*** Source material Section Begins ***

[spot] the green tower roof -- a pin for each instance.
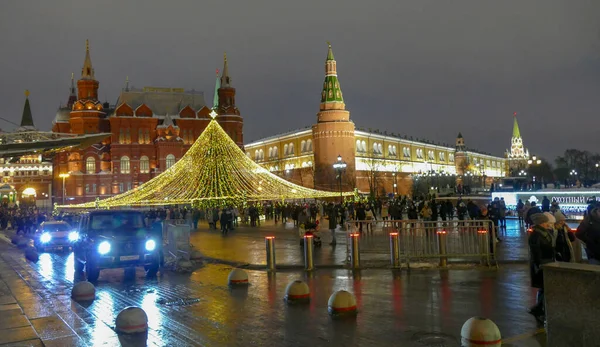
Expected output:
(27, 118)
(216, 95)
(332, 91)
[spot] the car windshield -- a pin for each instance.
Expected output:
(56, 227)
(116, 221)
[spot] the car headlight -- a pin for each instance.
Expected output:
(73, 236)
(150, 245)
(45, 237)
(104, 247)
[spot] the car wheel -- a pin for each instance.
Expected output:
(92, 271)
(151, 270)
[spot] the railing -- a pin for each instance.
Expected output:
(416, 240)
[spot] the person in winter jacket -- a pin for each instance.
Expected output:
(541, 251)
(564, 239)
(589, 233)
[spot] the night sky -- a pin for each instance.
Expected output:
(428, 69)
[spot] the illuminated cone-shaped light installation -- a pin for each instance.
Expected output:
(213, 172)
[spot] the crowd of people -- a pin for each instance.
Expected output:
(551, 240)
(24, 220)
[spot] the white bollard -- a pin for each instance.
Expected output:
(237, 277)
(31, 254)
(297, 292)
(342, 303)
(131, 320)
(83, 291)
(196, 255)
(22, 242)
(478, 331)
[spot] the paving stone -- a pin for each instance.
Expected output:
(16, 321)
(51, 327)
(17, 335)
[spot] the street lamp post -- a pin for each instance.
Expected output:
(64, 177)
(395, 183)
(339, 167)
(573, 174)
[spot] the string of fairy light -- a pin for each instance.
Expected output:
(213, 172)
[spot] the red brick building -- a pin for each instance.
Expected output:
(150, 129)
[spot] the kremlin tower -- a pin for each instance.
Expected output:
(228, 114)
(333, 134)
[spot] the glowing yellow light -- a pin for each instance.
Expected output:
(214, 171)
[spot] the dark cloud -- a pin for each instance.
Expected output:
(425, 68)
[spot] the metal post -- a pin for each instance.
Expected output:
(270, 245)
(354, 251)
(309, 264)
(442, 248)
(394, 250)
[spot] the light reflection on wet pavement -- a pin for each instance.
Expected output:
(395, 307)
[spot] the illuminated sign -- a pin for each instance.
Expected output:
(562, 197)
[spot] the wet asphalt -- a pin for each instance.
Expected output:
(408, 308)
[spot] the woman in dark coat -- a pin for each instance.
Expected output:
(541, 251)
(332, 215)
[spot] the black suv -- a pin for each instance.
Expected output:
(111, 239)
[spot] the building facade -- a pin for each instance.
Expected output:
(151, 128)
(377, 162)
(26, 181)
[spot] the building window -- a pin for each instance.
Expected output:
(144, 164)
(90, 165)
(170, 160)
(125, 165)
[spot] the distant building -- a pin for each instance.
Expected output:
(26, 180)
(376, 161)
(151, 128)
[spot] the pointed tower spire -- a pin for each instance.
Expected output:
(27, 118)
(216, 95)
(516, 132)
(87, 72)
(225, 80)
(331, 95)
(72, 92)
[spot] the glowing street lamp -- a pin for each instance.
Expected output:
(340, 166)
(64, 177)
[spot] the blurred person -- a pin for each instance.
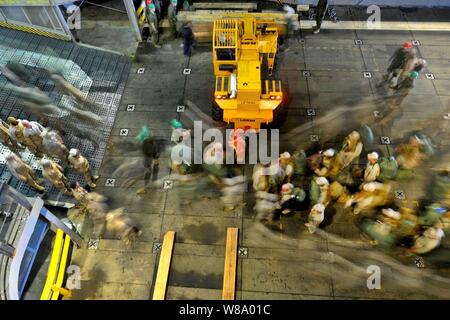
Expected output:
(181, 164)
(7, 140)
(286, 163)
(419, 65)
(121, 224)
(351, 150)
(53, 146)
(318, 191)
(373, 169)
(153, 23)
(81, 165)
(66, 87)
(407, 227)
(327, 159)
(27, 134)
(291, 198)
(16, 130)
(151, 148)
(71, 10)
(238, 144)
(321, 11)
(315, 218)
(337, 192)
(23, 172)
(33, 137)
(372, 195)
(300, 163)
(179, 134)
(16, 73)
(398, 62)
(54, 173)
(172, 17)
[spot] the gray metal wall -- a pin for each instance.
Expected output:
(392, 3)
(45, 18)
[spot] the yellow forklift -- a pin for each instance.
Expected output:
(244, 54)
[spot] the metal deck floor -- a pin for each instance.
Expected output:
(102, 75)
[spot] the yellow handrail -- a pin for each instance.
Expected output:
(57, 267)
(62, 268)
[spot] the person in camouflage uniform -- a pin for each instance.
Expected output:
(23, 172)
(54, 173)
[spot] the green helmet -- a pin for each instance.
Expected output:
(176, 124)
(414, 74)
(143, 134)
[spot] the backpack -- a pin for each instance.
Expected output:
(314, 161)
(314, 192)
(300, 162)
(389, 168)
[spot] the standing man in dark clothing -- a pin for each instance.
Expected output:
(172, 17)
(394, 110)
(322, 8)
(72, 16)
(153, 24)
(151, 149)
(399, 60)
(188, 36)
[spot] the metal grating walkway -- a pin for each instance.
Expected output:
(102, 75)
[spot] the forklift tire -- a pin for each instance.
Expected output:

*** Source material Section Ends ***

_Action item_: All lines of the entries containing the string "yellow" must be shown in full.

_Solved problem_:
[spot] the glowing yellow light -- a pin for each instance.
[spot] the yellow forklift -- a pin for each instance.
[spot] the yellow handrail -- a pin for each instance.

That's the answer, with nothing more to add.